- **Problem to work on**
Reproduce each of the lines below word for word.

- **Exercise inputs**

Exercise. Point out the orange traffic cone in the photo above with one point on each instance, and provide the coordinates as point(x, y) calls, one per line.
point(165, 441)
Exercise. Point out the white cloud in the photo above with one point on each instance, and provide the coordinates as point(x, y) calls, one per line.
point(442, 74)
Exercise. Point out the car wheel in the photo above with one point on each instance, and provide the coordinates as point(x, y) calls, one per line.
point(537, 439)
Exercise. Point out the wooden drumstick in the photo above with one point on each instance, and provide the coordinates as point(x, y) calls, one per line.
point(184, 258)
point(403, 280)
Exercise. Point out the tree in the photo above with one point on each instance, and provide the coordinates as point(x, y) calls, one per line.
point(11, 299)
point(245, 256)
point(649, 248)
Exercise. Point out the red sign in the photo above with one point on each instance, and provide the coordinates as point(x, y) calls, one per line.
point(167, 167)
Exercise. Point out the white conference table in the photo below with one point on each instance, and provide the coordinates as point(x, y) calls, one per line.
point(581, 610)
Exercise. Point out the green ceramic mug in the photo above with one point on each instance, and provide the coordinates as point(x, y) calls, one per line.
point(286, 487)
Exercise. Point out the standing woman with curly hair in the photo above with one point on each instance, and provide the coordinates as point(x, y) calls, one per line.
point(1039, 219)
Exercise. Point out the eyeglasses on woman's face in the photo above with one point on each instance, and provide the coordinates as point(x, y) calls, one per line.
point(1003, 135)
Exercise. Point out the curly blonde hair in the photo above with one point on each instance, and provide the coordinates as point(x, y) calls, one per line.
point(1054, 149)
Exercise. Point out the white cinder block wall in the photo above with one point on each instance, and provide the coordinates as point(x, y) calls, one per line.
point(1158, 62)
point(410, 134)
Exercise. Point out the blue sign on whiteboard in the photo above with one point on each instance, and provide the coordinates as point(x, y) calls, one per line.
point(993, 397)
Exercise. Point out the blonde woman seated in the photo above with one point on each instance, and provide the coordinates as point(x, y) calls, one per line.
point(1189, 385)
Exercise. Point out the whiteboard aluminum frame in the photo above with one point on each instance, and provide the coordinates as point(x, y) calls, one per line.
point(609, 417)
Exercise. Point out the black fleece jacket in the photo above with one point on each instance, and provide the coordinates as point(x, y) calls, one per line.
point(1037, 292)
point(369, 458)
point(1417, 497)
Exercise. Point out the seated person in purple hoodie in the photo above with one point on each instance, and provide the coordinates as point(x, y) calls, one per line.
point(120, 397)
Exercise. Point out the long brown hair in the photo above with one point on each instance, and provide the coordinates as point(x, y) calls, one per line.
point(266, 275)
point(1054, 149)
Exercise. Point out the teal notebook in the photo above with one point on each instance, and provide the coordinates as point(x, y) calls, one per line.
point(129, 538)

- **Answer**
Exercise. Point out the orange traffic cone in the photo above with one point on each instance, and provide the coordinates as point(x, y) calls, one per line.
point(165, 441)
Exercise. Point out the white cloud in the photo above with one point on each instance, and provide the coordinates as point(x, y) calls, one per line.
point(442, 74)
Exercise. Point out the car wheel in the photo above with one point on each instance, and provide the coordinates as point(x, y) calls, one per line.
point(537, 439)
Exercise. Point out the wooden drumstick in the photo above with one point on each instance, and provide the coordinates as point(x, y) calls, one per line.
point(184, 258)
point(403, 280)
Exercise. Point out the tree in the photo above with one point on each instance, and provide the coordinates as point(x, y) calls, one per line.
point(11, 299)
point(245, 256)
point(649, 248)
Exercise. Point out the red sign in the photo above with one point on each instance, and provide the coordinates as point(x, y) calls, one per line.
point(167, 167)
Exercise. Point out the white conference table in the photo below with one point on each instance, and provide the coordinates as point(x, y) calls, one per line.
point(581, 610)
Exercise. Point out the green ceramic mug in the photo above with one point on each instance, and provide the coordinates as point(x, y) calls, one per line.
point(286, 487)
Exercise. Point out the standing woman with curly hair in the photo above with one point on each instance, and provide the coordinates as point(x, y) calls, one per line.
point(1039, 219)
Exercise. Point out the eyeglasses on woman's face in the photo above with one point on each instance, and provide the coordinates as point(x, y) calls, one per line.
point(1003, 135)
Exercise. Point out the curly blonde hair in the photo above with one point on each instance, and provide the coordinates as point(x, y) calls, one per line.
point(1054, 149)
Exercise. Point out the white cinder block wall in the photo above with one point on each instance, and provide the coordinates as point(x, y) calls, one per line.
point(1158, 62)
point(410, 134)
Exercise. Point out the blue sign on whiteboard in the photo above with one point on each instance, and provide the coordinates as point(x, y) calls, one per line.
point(993, 397)
Exercise. Point out the blonde woman seated in the photo above with one point on each instance, and provide the coordinates as point(x, y) calls, one per line.
point(1189, 385)
Exercise. Point out the whiteboard aluminum frame in the photo above with one point on each instance, and provide the coordinates as point(x, y) calls, one per line.
point(609, 417)
Exercise. Point out the black fleece jacket in the photo above with one point on each instance, and provide the coordinates as point(x, y) calls, one per line.
point(1037, 292)
point(369, 458)
point(1417, 497)
Exercise. Point out the seated person in purple hoodie in the photo above with one point on each instance, and provide the coordinates as point(x, y) calls, one per line.
point(120, 397)
Exercise. Point out the long brown hair in the photo above with one point on each instance, and provide the coordinates as point(x, y) calls, one per line.
point(266, 275)
point(1054, 149)
Exercise. Point out the teal notebook in the photo above with one point on each instance, and provide the coordinates as point(x, y) calls, one per line.
point(129, 538)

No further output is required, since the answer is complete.